**TEXT SEGMENT:**
>>>
This statement is taken from Hans Scheirl, painting’s inter/agency, research paper for MA Fine Arts, Central Saint Martins College London, 2003. Inspired by Johnny Golding, also known as Johnny de Philo, Scheirl began to study Jean-François Lyotard’s book Économie libidinale, published in 1974. In his text To Tremble the Ejaculate, Johnny de Philo analyses Dandy Dust, the cult underground queer film made by Hans Scheirl and shown in many international festivals. In the subtext, De Philo returns to the theme of polymorphous perversion discussed in the French philosopher’s book, and to the cyborg portrayed by the American writer Donna Haraway. I am Dandy Dust expresses the desire to embody the constant metamorphosis of the body, in keeping with opportunities and encounters, like the grain of the Super 8 film or video pixels reacting to light and shadow. According to Johnny de Philo, this metonymic art, which takes the part for the whole—as in poetry a sail stands for the ship—is close to the abstraction of the capitalist economy. Money and the grain of the pixel, while representing and guaranteeing what exists, are by the same token the sign of what does not exist. In her/his paintings after 2016, in her/his contributions to Documenta 14 (2017) and the Lyon Biennale 2019 (together with Jakob Lena Knebl), with her/his wrapping of the Vienna City Hall (also 2019) and her/his exhibitions at Kunsthaus Bregenz or Galerie Crone Vienna, Scheirl takes up Lyotard’s book again and again, now from Ashley’s perspective, whereas before it was Hans who oversaw the elaboration of the paintings.

Scheirl now continues this path in his/her exhibition at Crone Berlin as part of Gallery Weekend: in his/her new paintings, body parts, pictograms and comic elements form an undefined world. Perspective entanglements and absurd paradoxes determine the Surreal pictorial worlds in which the painterly is intertwined with digital visuality.
<<<
**GIVEN REQUEST A:**
Answer these questions from the text on Scheirl:
(i) In what year was Lyotard's Économie libidinale published?
(ii) Who made the film Dandy Dust?
(iii) At which gallery is Scheirl's exhibition held as part of Gallery Weekend?
The listing that follows is unrelated to the text.

**DATA SUPPLIED:**
>>>
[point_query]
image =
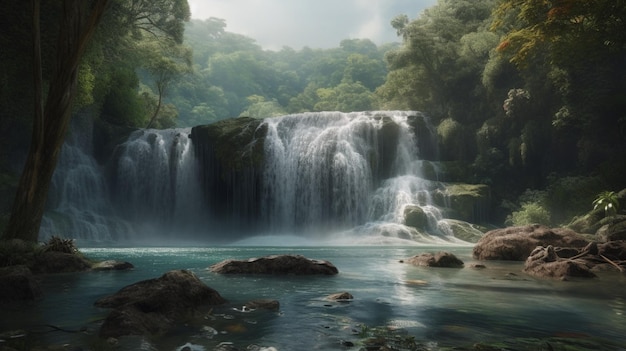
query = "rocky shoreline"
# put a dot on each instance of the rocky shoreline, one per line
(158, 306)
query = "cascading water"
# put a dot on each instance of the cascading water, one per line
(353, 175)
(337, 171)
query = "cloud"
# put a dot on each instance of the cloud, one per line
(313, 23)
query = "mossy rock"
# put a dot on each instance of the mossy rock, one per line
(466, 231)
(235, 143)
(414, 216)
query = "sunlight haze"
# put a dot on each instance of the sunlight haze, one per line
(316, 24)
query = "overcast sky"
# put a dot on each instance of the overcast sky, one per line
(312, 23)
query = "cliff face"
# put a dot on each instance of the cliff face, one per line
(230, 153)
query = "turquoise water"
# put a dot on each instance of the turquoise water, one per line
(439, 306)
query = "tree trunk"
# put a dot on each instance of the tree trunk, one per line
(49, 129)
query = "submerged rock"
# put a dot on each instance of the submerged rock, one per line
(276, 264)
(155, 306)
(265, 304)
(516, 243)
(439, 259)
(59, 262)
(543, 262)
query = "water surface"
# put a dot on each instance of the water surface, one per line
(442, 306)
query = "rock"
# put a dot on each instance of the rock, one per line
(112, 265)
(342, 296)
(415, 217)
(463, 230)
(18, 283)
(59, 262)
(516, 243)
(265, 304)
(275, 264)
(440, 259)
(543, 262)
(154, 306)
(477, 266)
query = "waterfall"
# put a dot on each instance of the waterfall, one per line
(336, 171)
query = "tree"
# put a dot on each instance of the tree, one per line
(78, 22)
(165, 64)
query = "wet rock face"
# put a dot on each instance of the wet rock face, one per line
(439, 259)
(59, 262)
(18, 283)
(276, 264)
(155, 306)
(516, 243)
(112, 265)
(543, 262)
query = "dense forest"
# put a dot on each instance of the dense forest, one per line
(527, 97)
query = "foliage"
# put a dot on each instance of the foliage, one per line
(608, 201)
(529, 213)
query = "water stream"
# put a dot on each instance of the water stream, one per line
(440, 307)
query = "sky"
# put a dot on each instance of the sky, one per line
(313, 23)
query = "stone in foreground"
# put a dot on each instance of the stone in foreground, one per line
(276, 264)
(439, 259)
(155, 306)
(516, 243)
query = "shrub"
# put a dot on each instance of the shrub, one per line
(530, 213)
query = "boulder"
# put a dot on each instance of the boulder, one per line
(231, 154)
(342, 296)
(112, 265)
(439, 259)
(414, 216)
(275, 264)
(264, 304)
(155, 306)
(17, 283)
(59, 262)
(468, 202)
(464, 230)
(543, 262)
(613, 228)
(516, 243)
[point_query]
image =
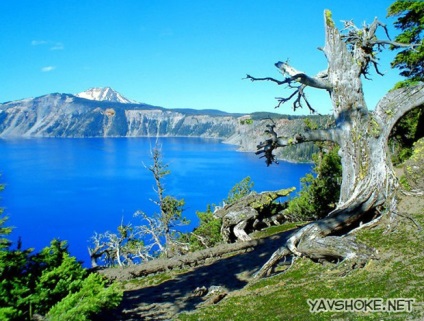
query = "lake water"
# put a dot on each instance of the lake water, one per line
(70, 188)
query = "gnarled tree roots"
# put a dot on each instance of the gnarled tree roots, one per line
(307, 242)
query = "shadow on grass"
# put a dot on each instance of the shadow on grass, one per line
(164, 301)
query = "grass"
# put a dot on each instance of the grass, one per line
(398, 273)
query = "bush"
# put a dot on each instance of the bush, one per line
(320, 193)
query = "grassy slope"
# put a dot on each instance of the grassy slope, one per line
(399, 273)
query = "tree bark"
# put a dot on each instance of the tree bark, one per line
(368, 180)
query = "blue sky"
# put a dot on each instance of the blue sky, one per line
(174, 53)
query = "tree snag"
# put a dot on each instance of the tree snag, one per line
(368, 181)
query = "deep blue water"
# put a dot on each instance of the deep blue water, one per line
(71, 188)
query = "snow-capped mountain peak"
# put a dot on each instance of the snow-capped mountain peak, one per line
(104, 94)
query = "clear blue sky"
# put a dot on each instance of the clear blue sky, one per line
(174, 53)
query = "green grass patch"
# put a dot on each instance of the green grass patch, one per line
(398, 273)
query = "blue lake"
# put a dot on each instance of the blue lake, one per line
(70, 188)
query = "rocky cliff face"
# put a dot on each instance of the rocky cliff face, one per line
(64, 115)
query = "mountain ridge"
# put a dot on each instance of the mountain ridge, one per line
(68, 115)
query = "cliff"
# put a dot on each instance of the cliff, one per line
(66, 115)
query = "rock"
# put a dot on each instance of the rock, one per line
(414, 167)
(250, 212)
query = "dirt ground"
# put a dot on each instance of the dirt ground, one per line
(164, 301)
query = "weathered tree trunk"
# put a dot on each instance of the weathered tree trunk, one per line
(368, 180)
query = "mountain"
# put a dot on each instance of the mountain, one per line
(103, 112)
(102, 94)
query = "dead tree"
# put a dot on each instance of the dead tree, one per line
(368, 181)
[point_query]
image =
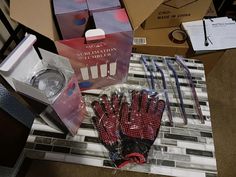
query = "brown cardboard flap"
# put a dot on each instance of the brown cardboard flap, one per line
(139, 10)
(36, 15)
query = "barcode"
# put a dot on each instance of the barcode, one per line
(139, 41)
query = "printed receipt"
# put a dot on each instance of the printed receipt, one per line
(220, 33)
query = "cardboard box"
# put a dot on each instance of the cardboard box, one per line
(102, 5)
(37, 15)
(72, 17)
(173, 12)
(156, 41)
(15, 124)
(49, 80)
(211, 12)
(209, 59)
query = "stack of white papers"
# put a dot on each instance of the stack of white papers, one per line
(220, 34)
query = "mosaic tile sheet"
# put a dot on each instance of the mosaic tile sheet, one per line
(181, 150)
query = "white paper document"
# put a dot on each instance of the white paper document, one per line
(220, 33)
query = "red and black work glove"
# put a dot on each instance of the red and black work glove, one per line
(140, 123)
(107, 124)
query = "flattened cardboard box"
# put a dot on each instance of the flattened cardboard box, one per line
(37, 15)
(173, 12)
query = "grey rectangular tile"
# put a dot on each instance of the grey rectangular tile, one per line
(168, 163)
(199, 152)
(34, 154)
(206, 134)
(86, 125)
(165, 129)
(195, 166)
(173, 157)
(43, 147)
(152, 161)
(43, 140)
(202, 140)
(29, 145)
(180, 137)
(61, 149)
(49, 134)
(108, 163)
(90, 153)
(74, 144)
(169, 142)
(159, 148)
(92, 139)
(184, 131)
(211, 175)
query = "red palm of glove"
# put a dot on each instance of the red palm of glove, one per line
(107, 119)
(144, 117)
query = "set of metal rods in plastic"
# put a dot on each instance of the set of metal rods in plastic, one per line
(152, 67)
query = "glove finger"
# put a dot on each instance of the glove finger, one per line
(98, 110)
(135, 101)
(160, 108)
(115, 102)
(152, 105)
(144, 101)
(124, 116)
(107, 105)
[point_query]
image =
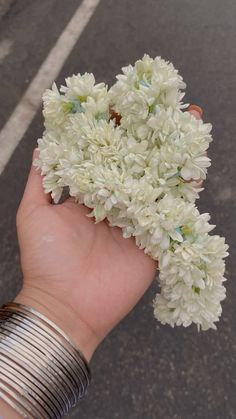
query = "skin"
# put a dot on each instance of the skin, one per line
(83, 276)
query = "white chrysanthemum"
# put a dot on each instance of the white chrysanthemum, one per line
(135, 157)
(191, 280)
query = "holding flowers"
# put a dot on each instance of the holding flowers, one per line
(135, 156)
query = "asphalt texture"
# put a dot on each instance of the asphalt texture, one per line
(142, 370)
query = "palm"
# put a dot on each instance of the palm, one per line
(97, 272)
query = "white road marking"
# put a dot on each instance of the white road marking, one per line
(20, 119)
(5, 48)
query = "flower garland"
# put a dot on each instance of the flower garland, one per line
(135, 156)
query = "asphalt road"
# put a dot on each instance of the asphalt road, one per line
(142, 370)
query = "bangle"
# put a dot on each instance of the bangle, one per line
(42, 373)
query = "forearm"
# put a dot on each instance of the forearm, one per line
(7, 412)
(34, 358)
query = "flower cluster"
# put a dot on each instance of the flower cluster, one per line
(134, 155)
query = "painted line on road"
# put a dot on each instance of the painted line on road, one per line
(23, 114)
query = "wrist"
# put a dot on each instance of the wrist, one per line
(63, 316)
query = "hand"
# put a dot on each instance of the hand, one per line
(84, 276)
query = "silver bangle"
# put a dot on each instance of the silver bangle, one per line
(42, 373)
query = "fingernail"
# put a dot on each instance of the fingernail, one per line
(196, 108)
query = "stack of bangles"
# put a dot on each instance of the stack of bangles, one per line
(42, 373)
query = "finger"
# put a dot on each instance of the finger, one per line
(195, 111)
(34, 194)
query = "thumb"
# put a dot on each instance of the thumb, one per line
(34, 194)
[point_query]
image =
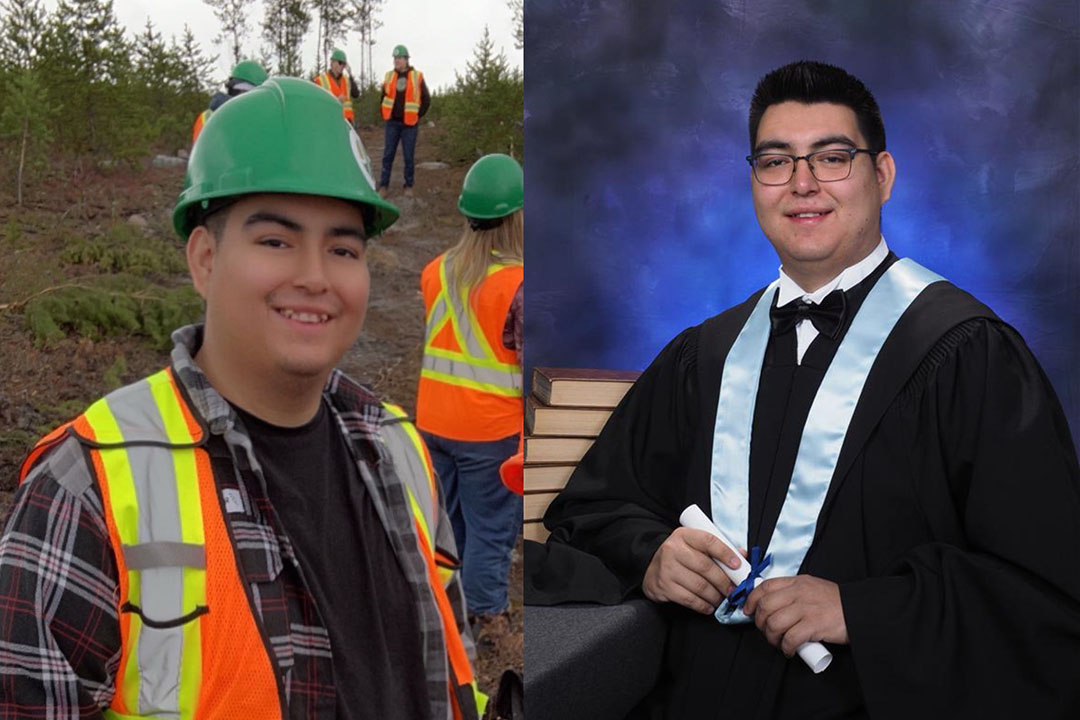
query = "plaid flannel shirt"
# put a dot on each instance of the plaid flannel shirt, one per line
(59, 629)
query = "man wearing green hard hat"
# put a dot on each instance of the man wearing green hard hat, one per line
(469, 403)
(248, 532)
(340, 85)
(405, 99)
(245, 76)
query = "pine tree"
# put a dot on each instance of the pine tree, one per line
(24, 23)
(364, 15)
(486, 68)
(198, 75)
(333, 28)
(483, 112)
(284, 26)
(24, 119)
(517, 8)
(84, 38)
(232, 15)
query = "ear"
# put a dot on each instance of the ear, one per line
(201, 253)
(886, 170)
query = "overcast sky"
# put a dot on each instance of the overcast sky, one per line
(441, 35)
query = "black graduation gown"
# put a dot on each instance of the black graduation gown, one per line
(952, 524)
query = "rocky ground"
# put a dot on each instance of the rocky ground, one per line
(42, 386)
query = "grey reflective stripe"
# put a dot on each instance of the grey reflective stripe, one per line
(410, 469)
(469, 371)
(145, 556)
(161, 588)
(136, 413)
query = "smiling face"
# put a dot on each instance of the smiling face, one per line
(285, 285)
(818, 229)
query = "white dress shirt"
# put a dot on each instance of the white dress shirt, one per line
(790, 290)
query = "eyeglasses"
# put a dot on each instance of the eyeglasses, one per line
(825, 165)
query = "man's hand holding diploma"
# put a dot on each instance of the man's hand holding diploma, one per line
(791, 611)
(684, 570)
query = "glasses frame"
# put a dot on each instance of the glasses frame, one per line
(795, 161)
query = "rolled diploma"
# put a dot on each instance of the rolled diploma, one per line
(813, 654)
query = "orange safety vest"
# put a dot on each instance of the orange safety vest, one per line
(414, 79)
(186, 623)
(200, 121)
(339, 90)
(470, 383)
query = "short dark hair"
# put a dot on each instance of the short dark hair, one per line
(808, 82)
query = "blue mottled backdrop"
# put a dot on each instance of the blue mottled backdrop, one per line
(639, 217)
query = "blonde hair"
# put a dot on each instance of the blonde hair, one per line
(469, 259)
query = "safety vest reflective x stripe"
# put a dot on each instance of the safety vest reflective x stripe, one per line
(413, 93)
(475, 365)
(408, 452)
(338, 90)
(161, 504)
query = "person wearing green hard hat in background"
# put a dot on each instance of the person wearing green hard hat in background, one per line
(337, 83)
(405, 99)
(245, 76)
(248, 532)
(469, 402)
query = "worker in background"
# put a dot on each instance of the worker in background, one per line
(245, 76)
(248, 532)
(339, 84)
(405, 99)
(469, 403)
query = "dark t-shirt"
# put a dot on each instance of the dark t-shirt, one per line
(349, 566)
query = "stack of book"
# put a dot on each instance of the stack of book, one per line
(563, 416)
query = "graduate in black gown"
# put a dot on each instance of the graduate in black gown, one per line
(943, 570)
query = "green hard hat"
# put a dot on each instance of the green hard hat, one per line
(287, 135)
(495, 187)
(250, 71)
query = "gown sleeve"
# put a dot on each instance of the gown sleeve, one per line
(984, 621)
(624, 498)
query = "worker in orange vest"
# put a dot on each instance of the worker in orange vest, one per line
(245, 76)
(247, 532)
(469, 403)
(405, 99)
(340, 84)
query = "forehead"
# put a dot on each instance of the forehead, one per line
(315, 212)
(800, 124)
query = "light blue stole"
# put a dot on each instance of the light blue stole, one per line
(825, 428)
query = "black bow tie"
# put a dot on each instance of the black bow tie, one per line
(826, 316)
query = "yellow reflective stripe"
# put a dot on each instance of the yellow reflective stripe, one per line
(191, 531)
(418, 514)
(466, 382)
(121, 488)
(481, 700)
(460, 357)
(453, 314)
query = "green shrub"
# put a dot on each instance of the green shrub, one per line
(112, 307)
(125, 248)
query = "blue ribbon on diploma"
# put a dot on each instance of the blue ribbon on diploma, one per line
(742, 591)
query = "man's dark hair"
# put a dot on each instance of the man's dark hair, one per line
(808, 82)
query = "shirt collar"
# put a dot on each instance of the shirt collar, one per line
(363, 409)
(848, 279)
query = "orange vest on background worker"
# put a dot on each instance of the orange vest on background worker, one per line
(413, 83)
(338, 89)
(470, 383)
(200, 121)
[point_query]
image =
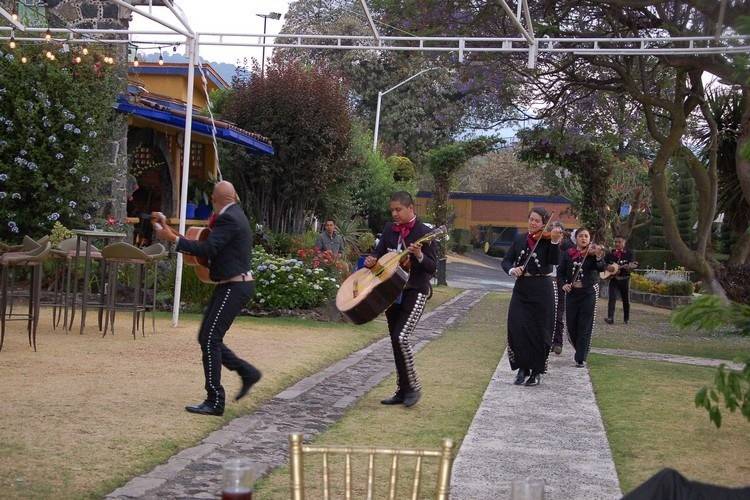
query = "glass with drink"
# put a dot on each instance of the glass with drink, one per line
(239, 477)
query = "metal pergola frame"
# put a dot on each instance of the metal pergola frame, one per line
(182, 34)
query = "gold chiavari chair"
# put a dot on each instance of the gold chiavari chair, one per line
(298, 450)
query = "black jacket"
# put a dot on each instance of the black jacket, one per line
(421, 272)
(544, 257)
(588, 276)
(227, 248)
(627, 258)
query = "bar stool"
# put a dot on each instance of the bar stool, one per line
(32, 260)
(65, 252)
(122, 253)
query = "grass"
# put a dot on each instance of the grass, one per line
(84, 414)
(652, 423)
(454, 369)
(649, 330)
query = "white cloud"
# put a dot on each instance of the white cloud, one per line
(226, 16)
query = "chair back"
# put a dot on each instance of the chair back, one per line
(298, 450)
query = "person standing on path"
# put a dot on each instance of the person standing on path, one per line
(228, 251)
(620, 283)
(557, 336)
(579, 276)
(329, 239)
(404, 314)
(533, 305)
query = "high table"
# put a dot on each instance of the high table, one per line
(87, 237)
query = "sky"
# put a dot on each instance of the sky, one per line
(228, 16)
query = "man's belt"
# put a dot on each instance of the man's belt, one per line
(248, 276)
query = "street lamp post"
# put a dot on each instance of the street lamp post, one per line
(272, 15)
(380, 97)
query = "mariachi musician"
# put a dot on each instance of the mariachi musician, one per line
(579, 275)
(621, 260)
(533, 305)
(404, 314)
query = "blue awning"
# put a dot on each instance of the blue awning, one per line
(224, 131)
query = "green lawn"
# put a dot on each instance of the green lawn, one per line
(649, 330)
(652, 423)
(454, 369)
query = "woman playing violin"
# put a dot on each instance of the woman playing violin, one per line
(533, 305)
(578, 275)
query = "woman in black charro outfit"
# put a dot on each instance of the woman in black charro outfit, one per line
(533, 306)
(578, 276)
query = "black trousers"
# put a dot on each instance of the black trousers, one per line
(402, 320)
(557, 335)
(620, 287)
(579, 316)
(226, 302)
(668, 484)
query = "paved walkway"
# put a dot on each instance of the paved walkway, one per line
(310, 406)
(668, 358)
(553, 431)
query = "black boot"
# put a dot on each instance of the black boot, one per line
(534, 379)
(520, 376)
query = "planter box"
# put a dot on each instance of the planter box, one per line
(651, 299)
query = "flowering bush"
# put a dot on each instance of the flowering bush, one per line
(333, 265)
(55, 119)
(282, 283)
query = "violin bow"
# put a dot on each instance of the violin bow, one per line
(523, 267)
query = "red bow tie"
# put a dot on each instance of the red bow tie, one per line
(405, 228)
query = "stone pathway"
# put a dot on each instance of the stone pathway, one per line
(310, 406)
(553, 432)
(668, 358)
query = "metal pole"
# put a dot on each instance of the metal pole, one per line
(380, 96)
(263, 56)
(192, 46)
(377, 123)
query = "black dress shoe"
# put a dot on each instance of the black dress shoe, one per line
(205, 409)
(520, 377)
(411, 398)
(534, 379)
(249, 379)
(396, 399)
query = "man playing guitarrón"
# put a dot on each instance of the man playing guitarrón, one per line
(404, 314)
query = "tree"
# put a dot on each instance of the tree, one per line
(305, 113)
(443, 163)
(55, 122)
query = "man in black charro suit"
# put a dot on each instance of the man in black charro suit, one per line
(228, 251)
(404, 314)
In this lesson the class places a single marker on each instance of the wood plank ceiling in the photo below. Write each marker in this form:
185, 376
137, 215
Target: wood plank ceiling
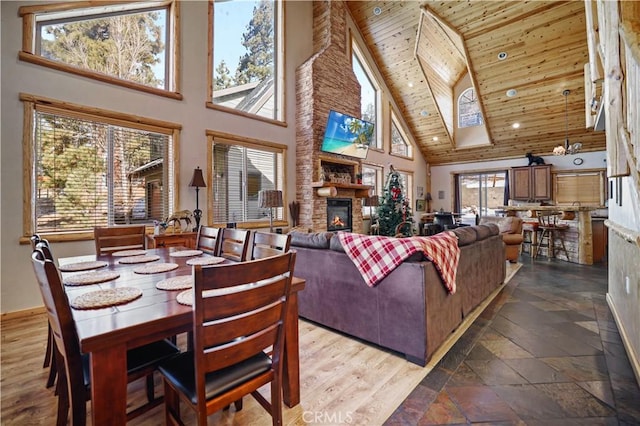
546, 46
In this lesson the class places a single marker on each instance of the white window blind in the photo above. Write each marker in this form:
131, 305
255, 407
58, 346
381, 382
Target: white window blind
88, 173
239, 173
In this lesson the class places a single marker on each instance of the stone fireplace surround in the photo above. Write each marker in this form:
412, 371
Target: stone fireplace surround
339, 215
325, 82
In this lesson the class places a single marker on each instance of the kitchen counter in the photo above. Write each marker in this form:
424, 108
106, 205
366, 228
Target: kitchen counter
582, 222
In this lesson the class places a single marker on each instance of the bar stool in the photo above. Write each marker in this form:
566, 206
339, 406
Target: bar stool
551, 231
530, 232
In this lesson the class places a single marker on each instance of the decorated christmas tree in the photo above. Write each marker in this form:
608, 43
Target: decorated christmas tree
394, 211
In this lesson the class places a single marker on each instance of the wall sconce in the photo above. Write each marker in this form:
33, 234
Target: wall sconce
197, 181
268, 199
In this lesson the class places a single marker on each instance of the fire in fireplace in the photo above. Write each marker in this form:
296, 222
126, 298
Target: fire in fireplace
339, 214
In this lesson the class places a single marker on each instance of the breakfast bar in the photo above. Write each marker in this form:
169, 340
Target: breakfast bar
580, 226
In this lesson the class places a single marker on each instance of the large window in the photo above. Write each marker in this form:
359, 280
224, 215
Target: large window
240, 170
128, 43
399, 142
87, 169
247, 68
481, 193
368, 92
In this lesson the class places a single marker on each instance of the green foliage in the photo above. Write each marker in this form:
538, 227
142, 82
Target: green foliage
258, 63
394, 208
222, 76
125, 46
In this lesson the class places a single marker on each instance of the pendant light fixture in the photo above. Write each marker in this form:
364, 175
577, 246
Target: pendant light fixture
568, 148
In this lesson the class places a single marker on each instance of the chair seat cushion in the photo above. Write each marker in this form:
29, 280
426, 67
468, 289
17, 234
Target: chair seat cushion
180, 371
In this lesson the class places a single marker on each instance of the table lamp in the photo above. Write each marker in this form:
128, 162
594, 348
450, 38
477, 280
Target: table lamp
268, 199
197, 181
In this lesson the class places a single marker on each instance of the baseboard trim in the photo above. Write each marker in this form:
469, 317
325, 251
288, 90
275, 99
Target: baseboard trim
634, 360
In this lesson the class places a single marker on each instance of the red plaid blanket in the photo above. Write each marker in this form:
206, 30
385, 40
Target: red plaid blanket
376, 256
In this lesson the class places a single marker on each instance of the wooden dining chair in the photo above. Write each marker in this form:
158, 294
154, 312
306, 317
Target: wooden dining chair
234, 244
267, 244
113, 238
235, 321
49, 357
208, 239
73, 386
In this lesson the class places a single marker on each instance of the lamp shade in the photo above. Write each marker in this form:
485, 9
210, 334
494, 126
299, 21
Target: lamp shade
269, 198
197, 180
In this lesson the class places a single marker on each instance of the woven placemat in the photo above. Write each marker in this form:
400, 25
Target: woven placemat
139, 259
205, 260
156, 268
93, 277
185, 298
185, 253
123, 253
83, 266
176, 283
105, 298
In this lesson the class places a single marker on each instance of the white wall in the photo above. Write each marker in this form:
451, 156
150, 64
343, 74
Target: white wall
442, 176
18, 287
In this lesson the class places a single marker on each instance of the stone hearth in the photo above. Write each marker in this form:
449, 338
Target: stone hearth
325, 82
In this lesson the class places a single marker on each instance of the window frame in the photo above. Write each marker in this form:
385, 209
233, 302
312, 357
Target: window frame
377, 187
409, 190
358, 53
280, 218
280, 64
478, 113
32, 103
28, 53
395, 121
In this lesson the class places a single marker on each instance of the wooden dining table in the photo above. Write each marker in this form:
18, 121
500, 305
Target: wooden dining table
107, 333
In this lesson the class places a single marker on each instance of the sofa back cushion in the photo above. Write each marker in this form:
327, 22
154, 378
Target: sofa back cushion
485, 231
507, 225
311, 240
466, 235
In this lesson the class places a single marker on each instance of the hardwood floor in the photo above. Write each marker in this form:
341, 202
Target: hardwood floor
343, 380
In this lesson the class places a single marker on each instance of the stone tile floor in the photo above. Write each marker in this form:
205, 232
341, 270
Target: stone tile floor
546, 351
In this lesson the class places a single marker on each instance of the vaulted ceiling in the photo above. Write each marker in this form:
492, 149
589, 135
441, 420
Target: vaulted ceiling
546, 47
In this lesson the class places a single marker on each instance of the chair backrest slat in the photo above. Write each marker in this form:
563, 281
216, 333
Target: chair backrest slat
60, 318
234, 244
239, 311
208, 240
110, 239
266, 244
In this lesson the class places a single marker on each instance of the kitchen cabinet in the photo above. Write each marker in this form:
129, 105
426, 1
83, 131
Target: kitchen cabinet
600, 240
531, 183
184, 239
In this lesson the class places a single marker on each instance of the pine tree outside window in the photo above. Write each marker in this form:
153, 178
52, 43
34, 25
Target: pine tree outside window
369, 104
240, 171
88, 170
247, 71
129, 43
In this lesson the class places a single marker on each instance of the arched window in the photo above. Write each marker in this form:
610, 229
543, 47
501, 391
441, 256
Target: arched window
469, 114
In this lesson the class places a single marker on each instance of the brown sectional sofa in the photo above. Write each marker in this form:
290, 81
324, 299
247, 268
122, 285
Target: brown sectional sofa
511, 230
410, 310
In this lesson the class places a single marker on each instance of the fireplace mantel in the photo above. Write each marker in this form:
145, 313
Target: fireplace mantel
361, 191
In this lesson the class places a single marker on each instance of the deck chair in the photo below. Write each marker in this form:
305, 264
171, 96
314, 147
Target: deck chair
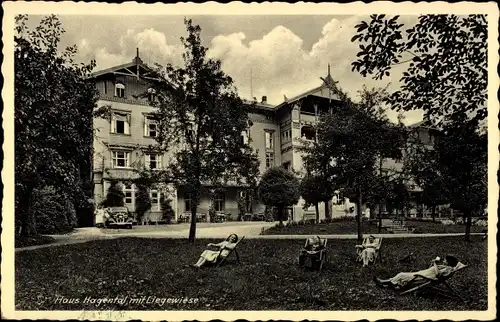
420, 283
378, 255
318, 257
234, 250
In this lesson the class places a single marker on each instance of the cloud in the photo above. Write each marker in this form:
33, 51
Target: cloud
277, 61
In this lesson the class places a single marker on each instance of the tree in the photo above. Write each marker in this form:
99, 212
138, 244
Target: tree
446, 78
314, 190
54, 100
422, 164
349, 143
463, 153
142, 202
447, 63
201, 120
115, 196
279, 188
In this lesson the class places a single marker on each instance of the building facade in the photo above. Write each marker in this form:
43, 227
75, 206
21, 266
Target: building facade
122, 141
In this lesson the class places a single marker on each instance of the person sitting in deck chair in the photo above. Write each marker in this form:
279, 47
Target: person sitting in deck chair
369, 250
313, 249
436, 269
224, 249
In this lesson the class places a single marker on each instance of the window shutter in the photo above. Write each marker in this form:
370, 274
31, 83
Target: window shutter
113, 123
<<<
**GIVEN REQUEST B:**
Find every line in the listing that contains the string "cabinet" and copy each one. Matching is case-sensitive.

**EXPECTED OUTPUT A:**
(i) 1974
(ii) Hans Scheirl
(iii) Crone Berlin

**EXPECTED OUTPUT B:**
In this lesson the class places a single marker on each instance of the kitchen cabinet in the photo above. Write each marker in this form:
Target: kitchen cabinet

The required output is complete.